[WRITTEN REQUEST]: Repeat exactly, and only, the lines from the line containing "brush ferrule, which" through the last line of the records below, including both.

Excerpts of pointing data
++++++++

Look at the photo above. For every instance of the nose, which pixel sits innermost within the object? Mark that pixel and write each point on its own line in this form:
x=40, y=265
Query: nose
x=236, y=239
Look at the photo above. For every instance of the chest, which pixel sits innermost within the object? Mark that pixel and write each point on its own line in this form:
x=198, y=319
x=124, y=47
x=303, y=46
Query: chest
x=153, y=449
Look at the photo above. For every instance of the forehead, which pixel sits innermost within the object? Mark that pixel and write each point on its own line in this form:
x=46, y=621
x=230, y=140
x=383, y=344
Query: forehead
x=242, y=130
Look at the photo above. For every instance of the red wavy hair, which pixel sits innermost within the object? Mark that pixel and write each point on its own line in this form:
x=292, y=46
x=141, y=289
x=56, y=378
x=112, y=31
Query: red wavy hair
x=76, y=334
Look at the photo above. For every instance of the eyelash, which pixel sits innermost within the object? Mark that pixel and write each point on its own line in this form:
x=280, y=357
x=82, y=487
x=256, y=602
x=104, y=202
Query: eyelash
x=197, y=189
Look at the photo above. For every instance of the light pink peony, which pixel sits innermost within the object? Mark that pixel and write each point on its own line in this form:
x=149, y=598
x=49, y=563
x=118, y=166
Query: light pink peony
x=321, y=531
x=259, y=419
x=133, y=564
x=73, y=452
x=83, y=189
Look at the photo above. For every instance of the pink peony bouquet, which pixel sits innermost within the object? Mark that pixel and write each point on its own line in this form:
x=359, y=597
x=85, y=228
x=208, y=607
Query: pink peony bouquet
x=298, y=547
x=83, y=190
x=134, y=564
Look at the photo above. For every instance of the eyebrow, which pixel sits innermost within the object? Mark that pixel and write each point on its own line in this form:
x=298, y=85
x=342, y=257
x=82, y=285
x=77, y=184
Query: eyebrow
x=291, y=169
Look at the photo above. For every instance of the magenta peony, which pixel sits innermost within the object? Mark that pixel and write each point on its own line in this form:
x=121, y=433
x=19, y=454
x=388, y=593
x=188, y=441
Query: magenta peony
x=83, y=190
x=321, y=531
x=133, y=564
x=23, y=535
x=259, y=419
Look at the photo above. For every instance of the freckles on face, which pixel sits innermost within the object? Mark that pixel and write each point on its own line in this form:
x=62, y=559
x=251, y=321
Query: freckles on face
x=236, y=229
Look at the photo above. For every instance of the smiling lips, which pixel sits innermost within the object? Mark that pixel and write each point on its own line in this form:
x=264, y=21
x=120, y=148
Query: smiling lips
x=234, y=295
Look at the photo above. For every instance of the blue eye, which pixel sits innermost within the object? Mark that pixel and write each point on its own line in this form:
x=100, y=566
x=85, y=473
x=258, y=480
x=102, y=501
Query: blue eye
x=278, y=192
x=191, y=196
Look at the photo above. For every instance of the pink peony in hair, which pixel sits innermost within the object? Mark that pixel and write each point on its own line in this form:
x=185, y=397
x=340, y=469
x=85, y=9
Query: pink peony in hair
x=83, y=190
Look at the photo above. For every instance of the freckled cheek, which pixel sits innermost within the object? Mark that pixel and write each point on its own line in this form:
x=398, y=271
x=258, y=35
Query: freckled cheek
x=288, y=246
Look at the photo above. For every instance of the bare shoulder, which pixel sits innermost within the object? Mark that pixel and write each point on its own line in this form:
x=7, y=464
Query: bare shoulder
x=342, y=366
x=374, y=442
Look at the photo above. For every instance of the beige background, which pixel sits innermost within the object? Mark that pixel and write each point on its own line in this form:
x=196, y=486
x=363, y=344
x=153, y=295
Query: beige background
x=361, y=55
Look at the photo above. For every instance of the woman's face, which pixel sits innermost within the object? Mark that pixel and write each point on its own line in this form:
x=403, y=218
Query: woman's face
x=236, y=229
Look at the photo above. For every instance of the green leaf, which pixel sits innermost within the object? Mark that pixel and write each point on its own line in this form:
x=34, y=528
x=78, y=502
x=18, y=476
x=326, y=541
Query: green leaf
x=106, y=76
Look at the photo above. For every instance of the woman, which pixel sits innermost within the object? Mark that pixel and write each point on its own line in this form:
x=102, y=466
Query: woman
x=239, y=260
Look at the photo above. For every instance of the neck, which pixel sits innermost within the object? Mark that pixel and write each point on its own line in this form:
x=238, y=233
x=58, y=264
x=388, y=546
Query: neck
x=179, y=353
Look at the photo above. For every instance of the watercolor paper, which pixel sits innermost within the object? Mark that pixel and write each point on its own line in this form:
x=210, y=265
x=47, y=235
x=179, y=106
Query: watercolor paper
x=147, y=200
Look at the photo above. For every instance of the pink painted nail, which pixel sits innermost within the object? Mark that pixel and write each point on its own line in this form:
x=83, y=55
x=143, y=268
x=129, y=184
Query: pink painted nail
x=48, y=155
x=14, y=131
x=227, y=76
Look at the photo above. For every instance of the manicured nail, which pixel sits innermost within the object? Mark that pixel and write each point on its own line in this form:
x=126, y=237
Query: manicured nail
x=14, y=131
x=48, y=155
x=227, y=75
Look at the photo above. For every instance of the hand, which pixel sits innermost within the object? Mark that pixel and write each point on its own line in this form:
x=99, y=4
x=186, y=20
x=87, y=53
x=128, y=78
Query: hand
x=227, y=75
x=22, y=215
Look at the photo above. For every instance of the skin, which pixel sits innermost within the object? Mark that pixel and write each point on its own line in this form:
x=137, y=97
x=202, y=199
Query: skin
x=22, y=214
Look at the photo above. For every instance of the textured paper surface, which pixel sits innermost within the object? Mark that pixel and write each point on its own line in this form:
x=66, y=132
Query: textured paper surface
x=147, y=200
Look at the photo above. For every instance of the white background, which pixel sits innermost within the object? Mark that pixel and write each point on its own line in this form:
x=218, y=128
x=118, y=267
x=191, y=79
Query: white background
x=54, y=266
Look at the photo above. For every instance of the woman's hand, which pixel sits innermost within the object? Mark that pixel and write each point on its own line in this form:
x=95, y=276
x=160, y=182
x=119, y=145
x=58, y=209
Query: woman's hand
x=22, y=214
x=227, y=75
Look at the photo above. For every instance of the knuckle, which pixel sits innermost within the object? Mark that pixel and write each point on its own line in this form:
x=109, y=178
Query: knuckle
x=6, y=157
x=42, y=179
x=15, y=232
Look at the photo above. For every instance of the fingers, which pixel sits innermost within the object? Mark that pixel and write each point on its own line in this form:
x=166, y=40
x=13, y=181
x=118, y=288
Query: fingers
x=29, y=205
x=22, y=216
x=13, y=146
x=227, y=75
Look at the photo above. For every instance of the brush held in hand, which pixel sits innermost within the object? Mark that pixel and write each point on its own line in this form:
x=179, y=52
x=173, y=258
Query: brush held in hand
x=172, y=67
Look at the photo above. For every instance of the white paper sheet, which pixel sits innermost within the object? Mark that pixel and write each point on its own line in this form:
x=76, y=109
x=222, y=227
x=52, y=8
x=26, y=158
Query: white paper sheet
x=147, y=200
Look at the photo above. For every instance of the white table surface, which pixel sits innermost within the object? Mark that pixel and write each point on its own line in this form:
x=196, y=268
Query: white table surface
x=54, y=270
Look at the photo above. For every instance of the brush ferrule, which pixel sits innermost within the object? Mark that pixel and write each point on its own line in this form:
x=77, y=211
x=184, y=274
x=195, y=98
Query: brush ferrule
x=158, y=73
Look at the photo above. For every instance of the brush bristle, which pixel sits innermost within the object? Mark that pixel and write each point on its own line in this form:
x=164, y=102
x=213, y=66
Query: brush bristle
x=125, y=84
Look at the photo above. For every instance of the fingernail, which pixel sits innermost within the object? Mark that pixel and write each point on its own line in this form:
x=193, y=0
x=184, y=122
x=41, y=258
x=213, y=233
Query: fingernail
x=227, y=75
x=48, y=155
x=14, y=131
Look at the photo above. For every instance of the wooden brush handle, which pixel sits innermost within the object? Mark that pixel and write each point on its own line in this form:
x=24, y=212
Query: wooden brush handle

++++++++

[SOLUTION TO THIS PROBLEM]:
Look at the photo above. For every instance of the brush ferrule, which pixel sits innermost within the object? Mark that pixel and write each point on its own line in this form:
x=77, y=211
x=184, y=274
x=195, y=98
Query: brush ferrule
x=158, y=73
Look at the photo above. For every instance of the brush bristle, which pixel sits innermost within the object? Mark that pixel and write each point on its own line in this form:
x=164, y=102
x=213, y=66
Query: brush bristle
x=125, y=84
Look at the photo above. For every instance of the fingernail, which pixel sits innermost within the object? Mark that pixel and write each point on its own line in this form:
x=193, y=0
x=184, y=122
x=41, y=258
x=213, y=233
Query: fingernail
x=227, y=75
x=48, y=155
x=14, y=131
Look at the photo above. For every instance of the wooden brush handle, which pixel sits innermost within the object? Mark that pixel and write each point on its own line in this form:
x=24, y=212
Query: wooden brush handle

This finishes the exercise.